*** Block opens ***

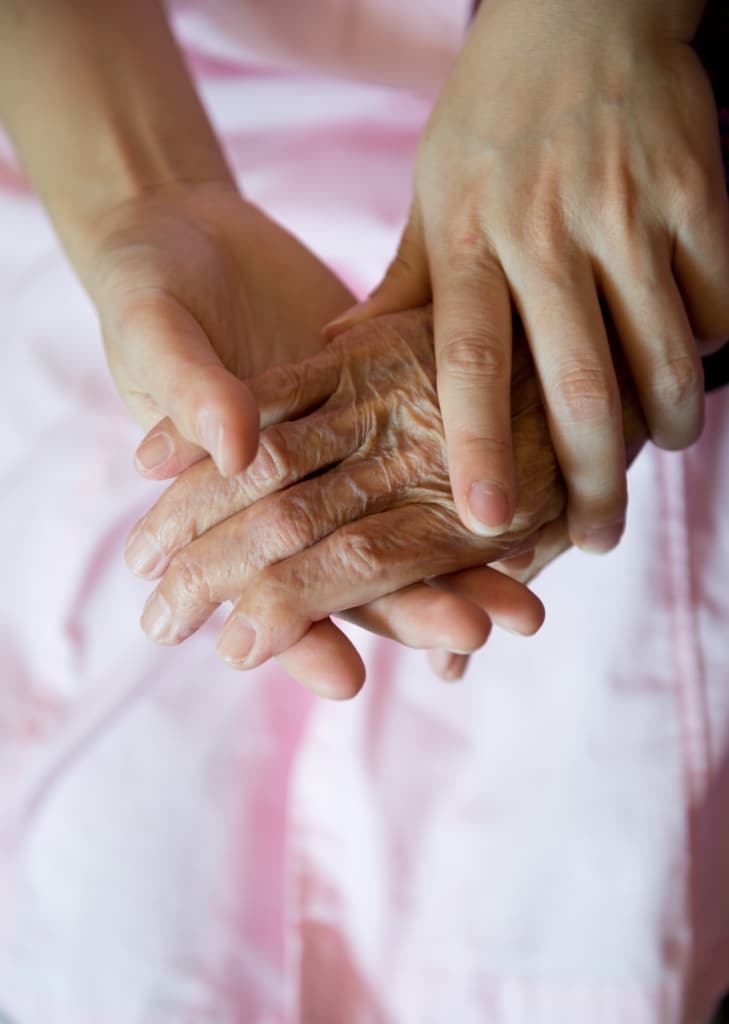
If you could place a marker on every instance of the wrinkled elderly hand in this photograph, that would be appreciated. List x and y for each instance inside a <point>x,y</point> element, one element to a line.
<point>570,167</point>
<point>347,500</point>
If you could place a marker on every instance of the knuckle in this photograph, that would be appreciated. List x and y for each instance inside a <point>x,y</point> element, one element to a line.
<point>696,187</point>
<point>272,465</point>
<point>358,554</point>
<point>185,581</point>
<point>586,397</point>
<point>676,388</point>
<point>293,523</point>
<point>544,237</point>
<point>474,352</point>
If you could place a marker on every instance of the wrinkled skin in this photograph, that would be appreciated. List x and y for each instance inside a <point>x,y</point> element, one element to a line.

*** Block closes ***
*** Block opens ***

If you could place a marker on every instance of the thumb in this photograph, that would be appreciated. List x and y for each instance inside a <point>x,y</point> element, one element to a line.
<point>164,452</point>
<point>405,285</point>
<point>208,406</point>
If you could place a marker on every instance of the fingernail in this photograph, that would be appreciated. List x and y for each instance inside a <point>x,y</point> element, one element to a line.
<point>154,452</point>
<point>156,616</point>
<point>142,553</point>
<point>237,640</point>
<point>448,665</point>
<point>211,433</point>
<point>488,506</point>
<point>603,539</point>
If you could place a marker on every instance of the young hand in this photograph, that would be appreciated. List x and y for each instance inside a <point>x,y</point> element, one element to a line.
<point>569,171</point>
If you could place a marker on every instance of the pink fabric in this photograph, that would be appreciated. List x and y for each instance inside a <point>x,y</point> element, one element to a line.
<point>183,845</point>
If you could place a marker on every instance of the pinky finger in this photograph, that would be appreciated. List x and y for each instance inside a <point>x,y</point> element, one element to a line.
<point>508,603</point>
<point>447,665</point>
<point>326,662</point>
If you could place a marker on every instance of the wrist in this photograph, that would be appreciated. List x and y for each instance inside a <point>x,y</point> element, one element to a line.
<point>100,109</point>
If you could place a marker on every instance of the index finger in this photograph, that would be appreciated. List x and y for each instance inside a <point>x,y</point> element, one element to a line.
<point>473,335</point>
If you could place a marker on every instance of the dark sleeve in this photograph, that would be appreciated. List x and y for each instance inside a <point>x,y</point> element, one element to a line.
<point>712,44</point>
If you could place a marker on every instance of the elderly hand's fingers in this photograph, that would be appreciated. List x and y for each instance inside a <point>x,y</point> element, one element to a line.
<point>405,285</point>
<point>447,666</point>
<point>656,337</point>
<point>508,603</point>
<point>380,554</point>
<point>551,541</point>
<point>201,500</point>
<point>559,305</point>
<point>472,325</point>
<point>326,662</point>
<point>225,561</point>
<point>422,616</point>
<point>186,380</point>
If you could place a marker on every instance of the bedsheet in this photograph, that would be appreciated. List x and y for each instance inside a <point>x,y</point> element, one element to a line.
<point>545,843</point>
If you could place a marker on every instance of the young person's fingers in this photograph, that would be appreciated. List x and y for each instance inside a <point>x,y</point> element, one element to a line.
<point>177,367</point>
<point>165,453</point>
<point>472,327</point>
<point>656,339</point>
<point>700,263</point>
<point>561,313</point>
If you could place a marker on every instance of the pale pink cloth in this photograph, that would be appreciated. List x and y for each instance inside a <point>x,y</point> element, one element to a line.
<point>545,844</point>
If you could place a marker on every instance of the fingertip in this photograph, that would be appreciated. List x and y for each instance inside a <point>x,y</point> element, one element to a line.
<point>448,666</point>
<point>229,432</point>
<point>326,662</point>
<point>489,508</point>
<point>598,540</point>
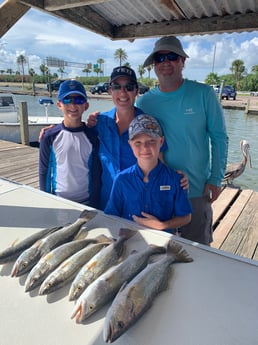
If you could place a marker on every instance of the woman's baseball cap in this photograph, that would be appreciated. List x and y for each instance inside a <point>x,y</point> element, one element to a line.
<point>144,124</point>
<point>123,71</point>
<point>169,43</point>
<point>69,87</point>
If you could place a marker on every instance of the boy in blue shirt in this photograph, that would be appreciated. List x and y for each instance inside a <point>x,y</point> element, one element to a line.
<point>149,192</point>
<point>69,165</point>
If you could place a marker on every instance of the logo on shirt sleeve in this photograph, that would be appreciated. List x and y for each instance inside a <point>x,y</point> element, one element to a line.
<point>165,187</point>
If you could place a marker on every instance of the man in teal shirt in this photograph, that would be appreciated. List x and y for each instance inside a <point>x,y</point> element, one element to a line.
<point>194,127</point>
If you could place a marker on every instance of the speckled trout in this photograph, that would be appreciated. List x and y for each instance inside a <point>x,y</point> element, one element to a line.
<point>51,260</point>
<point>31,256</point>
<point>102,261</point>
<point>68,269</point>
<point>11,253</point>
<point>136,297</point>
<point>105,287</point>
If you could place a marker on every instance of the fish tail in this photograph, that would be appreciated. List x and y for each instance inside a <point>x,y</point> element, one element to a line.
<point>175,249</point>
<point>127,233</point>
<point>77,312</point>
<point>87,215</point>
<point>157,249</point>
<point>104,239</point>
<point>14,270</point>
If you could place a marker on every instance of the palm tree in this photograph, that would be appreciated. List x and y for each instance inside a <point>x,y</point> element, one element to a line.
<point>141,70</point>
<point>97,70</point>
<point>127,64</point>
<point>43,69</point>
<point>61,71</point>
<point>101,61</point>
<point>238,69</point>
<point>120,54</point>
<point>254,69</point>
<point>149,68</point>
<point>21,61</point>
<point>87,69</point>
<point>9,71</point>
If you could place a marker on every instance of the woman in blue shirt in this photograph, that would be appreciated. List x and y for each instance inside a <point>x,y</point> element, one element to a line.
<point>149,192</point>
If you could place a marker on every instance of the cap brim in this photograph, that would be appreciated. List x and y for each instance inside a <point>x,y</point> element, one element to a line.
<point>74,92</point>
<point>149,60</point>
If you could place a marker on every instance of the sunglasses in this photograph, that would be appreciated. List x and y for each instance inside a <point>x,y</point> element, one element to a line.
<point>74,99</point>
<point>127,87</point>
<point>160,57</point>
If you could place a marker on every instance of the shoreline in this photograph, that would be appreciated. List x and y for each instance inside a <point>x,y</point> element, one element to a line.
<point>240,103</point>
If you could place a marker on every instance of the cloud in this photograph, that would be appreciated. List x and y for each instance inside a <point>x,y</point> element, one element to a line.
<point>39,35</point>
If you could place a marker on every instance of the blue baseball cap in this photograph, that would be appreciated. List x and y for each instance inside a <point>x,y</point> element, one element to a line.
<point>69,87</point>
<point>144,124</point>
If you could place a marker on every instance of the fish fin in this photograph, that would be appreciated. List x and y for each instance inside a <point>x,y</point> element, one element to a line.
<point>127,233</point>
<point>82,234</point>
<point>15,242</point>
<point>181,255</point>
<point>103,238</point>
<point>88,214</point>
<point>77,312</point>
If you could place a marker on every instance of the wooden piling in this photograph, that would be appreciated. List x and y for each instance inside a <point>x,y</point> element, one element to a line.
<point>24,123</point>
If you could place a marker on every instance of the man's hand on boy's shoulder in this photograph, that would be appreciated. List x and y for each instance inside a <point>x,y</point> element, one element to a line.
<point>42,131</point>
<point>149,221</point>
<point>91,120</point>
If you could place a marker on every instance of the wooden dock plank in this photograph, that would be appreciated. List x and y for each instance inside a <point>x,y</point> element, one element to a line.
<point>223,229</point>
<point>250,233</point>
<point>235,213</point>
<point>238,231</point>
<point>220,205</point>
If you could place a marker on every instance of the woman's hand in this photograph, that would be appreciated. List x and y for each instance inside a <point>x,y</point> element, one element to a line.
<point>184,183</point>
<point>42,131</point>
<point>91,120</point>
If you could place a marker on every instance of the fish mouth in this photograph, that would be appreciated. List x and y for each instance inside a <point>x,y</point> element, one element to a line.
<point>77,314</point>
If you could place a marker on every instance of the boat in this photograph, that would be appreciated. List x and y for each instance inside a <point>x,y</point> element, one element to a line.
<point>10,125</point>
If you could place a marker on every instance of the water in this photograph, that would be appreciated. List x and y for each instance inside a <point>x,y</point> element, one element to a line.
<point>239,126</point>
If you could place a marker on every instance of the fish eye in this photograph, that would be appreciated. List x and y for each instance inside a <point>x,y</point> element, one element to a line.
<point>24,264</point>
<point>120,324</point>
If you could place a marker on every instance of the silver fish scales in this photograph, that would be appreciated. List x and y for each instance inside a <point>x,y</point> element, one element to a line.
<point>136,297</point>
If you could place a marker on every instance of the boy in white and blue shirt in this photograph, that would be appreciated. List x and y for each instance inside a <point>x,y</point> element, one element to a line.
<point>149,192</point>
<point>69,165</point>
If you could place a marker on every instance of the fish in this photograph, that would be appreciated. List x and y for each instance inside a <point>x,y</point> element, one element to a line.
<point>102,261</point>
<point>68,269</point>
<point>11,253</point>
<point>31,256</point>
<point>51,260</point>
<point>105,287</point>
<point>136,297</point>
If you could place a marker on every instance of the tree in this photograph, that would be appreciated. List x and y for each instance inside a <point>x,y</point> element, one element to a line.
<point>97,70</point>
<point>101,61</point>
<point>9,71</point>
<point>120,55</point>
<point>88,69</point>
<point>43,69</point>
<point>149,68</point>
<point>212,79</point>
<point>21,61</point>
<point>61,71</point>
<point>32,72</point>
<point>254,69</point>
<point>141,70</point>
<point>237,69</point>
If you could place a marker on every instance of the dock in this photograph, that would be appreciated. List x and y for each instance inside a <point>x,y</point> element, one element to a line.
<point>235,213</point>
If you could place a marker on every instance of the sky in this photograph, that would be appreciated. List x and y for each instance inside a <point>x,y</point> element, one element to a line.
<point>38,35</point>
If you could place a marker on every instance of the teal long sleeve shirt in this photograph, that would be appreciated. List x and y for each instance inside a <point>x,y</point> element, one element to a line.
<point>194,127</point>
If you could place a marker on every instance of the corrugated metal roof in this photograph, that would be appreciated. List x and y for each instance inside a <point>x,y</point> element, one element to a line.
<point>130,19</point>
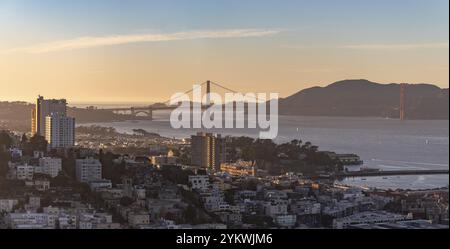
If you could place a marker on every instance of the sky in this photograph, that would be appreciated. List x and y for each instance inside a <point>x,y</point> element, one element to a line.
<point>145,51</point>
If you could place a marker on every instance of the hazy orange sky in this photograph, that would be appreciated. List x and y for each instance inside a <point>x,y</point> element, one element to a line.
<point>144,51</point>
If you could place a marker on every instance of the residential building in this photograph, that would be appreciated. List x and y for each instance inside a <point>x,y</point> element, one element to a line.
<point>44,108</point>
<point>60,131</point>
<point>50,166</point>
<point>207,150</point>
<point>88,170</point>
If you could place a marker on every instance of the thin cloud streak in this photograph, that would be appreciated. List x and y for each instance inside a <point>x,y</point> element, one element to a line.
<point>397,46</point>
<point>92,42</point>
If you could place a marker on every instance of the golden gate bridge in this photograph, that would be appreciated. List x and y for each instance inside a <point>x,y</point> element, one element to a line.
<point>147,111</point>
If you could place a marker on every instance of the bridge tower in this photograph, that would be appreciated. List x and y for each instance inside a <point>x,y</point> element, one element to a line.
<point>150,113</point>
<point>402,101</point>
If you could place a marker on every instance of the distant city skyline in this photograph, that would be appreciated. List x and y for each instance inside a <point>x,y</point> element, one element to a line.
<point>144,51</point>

*** Block closes ***

## [REQUIRED ACTION]
Print again the lines of the entries above that fall between the line holding "the wrinkled elderly" and the line holding "the wrinkled skin", inclusive, exactly as they stand.

## [ANSWER TO THE PROBLEM]
If you could place a marker on every instance of the wrinkled elderly hand in this photograph, that would be appreciated. List x and y for each instance inside a <point>x,y</point> element, one element to a line.
<point>570,167</point>
<point>347,500</point>
If you could place a marker on every instance of the knuckle in this photograph, that would be appreciated. List x and y for each instance inside a <point>x,y</point> element, one element to a line.
<point>696,187</point>
<point>272,465</point>
<point>358,554</point>
<point>185,581</point>
<point>586,397</point>
<point>676,388</point>
<point>293,523</point>
<point>544,237</point>
<point>474,352</point>
If you could place a marker on every instance of the wrinkled skin in this photograph, that would be appreciated. List x and y for each instance inside a <point>x,y</point> element, one element to a line.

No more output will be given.